• _SUPPLIED PASSAGE_
Keynes did show how it could have negative impacts, such as:

"A reduction of money-wages will somewhat reduce prices. It will, therefore, involve some redistribution of real income (a) from wage-earners to other factors entering into marginal prime cost whose remuneration has not been reduced, and (b) from entrepreneurs to rentiers to whom a certain income fixed in terms of money has been guaranteed.

"What will be the effect of this redistribution on the propensity to consume for the community as a whole? The transfer from wage-earners to other factors is likely to diminish the propensity to consume. The effect of the transfer from entrepreneurs to rentiers is more open to doubt. But if rentiers represent on the whole the richer section of the community and those whose standard of life is least flexible, then the effect of this also will be unfavourable. What the net result will be on a balance of considerations, we can only guess. Probably it is more likely to be adverse than favourable."

I would suggest seeing unemployment in America explode to 25% between 1929 and 1933 would have made Keynes think he had a point!

Keynes again:

"The chief result of this policy would be to cause a great instability of prices, so violent perhaps as to make business calculations futile in an economic society functioning after the manner of that in which we live."

So to say "it would make no difference" seems to have missed Keynes’ point. . .

And what about the impact of falling prices? Reisman considers this as unproblematic. Steven Keen notes that deflation has its problems as it increases the levels of debt:

"Do I have to spell out the problem here? Only to neoclassical economists, I expect: during a debt-deflation, debtors don’t pay the interest on the debt–they go bankrupt. So debtors lose their assets to the creditors, and the creditors get less–losing both their interest payments and large slabs of their principal, and getting no or drastically devalued assets in return. Nobody feels better off during a debt-deflation (apart from those who have accumulated lots of cash beforehand). Both debtors and creditors feel and are poorer, and the problem of non-payment of interest and non-repayment of principal often makes creditors comparatively worse off than debtors (just ask any of Bernie Madoff’s ex-clients)."

Keen also talks about debt-deflation here (his (pdf) article on Minsky is worth reading).

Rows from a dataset
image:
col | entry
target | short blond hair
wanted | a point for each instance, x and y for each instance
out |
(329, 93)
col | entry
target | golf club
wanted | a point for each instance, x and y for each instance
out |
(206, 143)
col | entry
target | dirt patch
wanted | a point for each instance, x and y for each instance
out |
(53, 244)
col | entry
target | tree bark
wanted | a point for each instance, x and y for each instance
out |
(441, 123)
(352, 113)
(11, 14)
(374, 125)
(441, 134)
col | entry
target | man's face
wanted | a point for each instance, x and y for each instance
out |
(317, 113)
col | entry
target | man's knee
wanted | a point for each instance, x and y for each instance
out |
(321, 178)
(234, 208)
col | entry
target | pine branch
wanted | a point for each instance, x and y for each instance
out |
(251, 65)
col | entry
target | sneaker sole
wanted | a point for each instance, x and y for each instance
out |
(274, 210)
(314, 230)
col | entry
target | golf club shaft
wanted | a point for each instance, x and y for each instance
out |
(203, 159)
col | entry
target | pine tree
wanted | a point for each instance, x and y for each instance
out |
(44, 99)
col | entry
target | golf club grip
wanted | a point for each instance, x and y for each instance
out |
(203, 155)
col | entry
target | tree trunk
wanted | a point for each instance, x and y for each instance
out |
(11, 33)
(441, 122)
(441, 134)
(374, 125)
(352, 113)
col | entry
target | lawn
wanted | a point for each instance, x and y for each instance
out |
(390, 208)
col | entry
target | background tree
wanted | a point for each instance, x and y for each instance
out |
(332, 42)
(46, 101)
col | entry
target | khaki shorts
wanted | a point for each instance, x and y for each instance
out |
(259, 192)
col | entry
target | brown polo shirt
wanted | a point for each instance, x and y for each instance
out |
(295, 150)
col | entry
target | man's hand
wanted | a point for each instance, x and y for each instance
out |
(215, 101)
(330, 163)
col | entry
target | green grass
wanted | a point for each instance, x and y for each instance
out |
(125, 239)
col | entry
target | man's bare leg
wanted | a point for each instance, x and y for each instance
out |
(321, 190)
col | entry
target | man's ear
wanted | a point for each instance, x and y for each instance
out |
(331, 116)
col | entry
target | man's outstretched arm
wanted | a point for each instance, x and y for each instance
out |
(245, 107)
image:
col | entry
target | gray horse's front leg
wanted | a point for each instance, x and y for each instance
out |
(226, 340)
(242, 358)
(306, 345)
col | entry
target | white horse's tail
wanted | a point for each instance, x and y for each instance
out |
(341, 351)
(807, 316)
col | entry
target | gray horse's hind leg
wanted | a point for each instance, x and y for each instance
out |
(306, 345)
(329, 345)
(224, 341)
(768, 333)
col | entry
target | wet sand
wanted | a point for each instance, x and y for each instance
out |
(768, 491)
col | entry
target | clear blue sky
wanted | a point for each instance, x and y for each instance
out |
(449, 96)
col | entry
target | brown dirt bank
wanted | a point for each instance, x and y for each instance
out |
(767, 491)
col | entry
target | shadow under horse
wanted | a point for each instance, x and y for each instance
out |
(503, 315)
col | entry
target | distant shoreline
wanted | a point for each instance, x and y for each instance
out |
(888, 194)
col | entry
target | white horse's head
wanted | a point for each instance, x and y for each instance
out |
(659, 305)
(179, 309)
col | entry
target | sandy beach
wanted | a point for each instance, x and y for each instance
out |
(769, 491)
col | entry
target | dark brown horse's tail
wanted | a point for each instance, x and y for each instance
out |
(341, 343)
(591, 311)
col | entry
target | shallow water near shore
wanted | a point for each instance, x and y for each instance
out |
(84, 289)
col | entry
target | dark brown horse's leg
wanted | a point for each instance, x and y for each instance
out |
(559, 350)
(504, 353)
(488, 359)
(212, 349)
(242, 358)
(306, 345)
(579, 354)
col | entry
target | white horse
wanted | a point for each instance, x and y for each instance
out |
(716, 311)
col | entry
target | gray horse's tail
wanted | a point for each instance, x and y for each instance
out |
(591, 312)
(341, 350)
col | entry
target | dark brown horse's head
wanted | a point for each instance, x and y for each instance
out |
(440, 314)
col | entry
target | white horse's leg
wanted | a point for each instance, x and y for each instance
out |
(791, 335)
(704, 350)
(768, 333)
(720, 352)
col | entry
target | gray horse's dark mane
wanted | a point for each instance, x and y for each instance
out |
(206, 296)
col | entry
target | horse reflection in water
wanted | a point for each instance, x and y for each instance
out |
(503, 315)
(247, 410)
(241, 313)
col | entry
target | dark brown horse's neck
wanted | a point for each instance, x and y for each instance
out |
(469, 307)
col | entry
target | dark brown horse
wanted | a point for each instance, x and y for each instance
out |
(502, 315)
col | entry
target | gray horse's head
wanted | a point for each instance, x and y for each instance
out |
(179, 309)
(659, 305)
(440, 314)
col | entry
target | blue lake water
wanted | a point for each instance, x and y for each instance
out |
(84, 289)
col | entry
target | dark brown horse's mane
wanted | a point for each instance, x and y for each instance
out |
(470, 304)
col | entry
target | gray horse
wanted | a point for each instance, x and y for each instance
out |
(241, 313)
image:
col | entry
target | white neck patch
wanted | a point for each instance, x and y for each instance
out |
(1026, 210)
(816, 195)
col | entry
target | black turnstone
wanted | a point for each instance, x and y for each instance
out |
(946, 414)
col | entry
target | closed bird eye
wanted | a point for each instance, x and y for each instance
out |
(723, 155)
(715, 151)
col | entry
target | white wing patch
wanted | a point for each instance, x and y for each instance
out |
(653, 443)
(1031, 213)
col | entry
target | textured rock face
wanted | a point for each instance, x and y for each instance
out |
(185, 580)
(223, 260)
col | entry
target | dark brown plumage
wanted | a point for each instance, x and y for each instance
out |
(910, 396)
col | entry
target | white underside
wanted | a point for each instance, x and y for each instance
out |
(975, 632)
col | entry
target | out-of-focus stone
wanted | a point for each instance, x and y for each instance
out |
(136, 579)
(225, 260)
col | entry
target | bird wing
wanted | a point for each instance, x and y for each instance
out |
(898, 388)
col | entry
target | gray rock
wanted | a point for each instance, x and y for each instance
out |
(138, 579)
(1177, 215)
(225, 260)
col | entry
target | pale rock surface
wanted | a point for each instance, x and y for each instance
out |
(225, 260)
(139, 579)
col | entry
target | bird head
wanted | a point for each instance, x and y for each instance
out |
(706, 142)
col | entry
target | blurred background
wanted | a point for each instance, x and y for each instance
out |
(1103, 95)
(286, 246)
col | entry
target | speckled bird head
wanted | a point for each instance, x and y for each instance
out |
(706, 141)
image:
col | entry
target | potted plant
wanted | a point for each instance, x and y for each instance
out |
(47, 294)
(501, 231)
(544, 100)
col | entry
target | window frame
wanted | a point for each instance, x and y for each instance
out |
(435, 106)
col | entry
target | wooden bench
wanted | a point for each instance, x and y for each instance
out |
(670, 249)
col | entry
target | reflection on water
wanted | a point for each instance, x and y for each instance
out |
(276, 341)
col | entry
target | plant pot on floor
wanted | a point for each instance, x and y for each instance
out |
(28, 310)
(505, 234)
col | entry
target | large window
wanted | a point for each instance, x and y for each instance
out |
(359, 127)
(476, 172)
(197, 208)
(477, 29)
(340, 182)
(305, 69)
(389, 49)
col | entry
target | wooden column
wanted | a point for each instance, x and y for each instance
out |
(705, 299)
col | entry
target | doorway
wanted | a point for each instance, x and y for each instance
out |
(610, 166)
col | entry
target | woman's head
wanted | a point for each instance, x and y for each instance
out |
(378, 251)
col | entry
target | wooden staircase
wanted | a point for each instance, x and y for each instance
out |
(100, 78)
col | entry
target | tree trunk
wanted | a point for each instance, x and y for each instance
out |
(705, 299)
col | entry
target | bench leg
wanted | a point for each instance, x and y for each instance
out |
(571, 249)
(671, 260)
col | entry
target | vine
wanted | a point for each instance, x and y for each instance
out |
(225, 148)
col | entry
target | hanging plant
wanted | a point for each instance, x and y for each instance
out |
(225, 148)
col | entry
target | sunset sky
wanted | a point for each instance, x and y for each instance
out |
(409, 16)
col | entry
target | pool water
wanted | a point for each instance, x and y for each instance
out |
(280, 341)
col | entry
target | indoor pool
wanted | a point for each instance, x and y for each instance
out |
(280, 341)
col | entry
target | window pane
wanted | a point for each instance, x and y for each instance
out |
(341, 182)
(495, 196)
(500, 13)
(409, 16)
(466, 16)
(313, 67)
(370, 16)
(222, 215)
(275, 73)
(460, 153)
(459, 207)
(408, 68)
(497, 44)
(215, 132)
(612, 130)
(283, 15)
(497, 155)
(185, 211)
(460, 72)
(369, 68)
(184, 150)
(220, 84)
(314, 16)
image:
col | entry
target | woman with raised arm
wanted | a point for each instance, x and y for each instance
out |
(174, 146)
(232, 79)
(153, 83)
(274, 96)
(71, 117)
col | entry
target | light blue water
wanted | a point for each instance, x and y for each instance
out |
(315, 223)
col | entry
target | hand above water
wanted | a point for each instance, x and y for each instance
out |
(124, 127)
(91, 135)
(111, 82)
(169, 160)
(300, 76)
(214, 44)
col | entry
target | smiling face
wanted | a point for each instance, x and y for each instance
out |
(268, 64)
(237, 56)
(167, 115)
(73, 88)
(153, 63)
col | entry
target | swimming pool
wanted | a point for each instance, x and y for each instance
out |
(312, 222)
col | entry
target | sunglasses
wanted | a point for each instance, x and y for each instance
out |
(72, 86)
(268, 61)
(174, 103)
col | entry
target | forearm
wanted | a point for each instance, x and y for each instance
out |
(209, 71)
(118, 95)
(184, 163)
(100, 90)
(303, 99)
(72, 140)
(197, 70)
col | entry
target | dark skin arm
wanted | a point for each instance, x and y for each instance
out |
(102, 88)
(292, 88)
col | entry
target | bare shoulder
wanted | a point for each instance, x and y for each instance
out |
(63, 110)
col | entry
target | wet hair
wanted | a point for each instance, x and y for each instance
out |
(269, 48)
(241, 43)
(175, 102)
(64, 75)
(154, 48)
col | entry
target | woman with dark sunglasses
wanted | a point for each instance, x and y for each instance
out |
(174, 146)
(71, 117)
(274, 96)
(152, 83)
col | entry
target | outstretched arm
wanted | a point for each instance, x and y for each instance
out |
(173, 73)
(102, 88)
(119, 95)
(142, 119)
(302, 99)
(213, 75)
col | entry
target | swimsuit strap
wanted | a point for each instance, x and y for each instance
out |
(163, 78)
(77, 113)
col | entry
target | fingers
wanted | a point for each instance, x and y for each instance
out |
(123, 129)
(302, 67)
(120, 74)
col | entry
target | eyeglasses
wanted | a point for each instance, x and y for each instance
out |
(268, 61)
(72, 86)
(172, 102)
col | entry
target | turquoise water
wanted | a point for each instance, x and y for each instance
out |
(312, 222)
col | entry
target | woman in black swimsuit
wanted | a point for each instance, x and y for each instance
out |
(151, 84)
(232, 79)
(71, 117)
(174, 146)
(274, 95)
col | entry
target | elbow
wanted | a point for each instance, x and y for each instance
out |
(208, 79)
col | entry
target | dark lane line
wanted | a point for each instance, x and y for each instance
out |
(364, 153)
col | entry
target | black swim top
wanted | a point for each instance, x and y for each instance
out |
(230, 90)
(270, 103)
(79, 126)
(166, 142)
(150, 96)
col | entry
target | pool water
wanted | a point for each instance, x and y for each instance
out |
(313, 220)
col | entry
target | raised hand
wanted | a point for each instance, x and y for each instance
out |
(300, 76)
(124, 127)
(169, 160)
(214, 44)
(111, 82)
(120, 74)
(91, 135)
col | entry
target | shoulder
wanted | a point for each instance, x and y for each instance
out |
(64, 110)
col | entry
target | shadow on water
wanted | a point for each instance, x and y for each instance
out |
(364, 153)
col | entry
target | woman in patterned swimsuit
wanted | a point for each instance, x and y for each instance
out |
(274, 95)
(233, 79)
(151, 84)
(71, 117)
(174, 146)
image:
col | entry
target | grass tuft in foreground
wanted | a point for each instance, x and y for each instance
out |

• _EXERCISE PROMPT_
Answer these questions about the passage on Keynes and deflation:
(a) In the first Keynes quotation, what will a reduction of money-wages somewhat reduce?
(b) To what percentage did unemployment in America rise between 1929 and 1933?
(c) In the quotation from Steven Keen, what do debtors do during a debt-deflation instead of paying the interest on the debt?
The data has no connection to the text.

• _FULL SOLUTION_
(a) Prices.
(b) 25%.
(c) They go bankrupt.